- ABOUT THIS TASK -
Every line between the top of the data below and the line with "box: [0, 0, 333, 500]", both ends included, must be retyped exactly.

(TASK INPUT Opens)

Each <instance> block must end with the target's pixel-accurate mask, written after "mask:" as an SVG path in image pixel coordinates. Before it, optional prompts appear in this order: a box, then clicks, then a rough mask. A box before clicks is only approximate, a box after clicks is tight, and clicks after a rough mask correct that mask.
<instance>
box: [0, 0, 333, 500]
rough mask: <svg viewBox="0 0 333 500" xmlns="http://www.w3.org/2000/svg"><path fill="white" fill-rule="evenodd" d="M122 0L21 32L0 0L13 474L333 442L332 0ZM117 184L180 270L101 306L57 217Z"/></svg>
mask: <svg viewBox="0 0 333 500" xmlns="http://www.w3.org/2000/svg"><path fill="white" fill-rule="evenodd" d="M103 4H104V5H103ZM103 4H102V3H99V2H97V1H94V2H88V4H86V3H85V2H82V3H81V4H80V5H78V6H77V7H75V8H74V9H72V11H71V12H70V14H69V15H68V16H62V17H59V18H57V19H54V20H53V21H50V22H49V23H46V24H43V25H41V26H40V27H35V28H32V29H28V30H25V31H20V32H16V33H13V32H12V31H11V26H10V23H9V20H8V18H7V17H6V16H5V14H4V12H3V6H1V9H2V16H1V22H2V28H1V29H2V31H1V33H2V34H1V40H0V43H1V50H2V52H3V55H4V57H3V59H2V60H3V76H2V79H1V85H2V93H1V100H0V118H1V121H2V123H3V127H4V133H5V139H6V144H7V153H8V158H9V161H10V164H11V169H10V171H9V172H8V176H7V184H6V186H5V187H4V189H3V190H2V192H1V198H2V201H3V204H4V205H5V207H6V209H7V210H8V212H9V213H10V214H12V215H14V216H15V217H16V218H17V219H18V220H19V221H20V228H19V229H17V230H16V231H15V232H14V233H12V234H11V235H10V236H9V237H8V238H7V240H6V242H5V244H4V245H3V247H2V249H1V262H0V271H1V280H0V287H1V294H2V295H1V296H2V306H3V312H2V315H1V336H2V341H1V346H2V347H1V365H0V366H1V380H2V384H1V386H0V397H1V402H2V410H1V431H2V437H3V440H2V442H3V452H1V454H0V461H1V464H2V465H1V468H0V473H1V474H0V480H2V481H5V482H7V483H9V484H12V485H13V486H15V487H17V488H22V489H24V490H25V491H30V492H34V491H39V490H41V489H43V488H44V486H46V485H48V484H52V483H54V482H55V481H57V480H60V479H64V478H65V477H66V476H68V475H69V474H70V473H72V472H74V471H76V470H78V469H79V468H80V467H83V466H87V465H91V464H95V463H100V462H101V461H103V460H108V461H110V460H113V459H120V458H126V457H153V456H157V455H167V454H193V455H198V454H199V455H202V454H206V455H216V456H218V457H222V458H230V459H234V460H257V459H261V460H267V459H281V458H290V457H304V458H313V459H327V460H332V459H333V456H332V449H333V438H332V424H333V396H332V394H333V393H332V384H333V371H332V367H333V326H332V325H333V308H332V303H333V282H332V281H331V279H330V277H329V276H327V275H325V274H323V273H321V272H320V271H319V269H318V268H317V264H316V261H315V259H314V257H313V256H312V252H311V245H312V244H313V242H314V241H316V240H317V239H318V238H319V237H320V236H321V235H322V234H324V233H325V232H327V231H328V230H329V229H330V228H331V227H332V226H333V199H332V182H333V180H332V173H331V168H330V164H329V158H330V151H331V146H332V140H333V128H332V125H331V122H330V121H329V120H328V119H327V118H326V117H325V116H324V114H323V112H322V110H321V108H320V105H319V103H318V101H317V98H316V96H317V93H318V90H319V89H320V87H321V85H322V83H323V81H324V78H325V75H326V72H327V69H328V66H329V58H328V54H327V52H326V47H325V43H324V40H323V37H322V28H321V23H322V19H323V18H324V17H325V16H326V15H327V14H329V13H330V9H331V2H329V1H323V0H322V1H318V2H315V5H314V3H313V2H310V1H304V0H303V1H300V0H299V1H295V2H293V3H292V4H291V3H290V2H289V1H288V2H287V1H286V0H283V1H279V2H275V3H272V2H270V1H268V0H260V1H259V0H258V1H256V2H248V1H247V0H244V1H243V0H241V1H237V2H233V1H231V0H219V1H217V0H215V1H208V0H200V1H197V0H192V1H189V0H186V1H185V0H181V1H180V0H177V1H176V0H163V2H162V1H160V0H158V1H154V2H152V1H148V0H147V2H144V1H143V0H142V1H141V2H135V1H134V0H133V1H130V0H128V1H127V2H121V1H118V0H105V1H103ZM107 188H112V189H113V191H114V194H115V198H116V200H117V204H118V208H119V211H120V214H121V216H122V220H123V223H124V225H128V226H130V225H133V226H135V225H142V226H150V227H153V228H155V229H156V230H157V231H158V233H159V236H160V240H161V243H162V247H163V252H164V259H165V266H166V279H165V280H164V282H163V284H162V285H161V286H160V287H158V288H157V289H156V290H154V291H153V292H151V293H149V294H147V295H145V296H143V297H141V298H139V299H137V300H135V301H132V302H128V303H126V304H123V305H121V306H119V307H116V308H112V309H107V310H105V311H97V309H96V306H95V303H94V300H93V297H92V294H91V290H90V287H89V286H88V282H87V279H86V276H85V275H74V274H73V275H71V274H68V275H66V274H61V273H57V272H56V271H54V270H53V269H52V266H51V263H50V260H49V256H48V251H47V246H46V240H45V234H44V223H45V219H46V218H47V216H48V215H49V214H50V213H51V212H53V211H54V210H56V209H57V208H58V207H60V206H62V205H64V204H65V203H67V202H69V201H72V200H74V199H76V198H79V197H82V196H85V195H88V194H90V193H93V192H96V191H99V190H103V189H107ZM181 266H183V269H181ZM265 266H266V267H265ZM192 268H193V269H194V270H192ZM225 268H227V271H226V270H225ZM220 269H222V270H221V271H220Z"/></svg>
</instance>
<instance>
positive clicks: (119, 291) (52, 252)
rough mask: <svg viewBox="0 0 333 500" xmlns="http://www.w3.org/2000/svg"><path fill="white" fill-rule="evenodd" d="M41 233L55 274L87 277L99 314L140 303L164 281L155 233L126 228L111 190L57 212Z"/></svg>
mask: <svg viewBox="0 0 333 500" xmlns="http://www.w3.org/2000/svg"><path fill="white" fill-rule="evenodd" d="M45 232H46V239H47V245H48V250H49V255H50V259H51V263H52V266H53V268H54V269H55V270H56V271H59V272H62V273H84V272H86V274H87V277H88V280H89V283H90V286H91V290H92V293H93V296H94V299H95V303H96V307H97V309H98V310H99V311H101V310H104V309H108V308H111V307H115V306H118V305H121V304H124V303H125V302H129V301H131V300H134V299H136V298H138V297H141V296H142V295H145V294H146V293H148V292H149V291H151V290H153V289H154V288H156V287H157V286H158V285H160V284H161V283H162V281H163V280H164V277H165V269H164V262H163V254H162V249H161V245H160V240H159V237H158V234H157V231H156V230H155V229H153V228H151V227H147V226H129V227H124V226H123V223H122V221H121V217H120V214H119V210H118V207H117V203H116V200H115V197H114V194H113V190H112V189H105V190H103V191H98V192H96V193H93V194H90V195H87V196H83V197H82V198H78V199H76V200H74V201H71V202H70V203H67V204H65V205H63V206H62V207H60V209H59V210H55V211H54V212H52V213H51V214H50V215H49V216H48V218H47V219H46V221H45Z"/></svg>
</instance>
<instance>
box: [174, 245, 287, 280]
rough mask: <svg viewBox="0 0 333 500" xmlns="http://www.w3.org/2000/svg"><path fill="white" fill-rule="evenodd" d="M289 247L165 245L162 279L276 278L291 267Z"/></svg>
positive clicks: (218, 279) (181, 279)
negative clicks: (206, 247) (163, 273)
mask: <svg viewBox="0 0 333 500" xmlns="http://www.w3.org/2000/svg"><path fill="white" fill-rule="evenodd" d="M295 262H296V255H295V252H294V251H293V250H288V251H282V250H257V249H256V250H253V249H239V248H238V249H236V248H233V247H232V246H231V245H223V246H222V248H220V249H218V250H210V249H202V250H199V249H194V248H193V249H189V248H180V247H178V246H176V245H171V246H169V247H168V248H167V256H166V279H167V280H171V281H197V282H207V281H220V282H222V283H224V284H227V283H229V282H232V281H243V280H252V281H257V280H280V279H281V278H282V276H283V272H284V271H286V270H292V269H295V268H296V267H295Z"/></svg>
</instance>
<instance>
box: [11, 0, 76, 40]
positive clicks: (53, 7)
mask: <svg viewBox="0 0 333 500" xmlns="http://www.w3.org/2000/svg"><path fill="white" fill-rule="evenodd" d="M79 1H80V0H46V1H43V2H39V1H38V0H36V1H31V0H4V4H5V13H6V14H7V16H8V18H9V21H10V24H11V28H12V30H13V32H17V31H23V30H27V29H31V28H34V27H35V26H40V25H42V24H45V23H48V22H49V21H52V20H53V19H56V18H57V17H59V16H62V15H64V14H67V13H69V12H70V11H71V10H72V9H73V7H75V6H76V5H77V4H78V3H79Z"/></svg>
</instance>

(TASK INPUT Closes)

- SOLUTION BELOW -
Each <instance> block must end with the target's pixel-accurate mask, written after "mask:" as an SVG path in image pixel coordinates. Before it, optional prompts appear in this order: a box, then clicks, then a rough mask. A box before clicks is only approximate, a box after clicks is tight, and clicks after a rough mask correct that mask.
<instance>
box: [0, 0, 333, 500]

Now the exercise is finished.